Reproduce the listing below in full, replacing every occurrence of "dropping" with "placing" and leaving everything else unchanged.
+-------+
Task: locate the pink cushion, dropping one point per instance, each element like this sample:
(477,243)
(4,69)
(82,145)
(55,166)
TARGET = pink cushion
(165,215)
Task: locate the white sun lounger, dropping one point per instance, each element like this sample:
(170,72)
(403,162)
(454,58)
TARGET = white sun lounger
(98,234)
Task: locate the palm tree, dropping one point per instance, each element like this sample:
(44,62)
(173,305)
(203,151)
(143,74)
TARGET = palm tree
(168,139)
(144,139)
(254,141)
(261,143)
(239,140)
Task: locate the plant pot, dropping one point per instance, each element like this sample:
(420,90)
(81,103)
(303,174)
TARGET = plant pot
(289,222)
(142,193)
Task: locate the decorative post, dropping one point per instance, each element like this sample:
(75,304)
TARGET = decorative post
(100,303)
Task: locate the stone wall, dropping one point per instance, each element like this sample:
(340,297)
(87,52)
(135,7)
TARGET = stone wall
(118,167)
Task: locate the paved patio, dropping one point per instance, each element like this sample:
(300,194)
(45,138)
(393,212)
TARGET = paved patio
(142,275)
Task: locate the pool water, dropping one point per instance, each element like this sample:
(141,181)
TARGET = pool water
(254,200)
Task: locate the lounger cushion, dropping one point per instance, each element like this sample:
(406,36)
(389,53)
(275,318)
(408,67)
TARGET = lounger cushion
+-------+
Reply:
Task: locate the pink cushion, placing one point per instance, each element like this sample:
(477,243)
(4,69)
(82,145)
(55,166)
TARGET = pink cushion
(165,215)
Task: locate the white sun lounger, placing one point per instance, each element like this sample:
(170,72)
(403,162)
(454,58)
TARGET = white sun lounger
(98,234)
Task: locate the palm tree, placing one point per instance, each element like this sample:
(44,62)
(173,305)
(203,151)
(143,74)
TARGET = palm tree
(168,139)
(144,139)
(254,141)
(261,143)
(239,140)
Task: locate the plant pot, placing one point per instance, each element like this sample:
(420,90)
(81,103)
(303,174)
TARGET = plant pot
(289,222)
(142,193)
Task: locate the decorative post, placing one point per instance, each element like this sample:
(75,304)
TARGET = decorative post
(100,303)
Task: locate the stone wall, placing one point per instance, each element like this sample:
(340,297)
(87,52)
(135,7)
TARGET = stone wall
(118,167)
Task: locate the paved patio, placing one point per instance, each element like this sample:
(300,194)
(45,138)
(393,212)
TARGET = paved patio
(142,275)
Task: locate the pool water, placing one point per instance, each element like this sample:
(141,181)
TARGET = pool water
(254,200)
Task: locate the lounger cushion, placing one point per instance, each element like this sample:
(406,36)
(389,53)
(275,318)
(408,67)
TARGET = lounger cushion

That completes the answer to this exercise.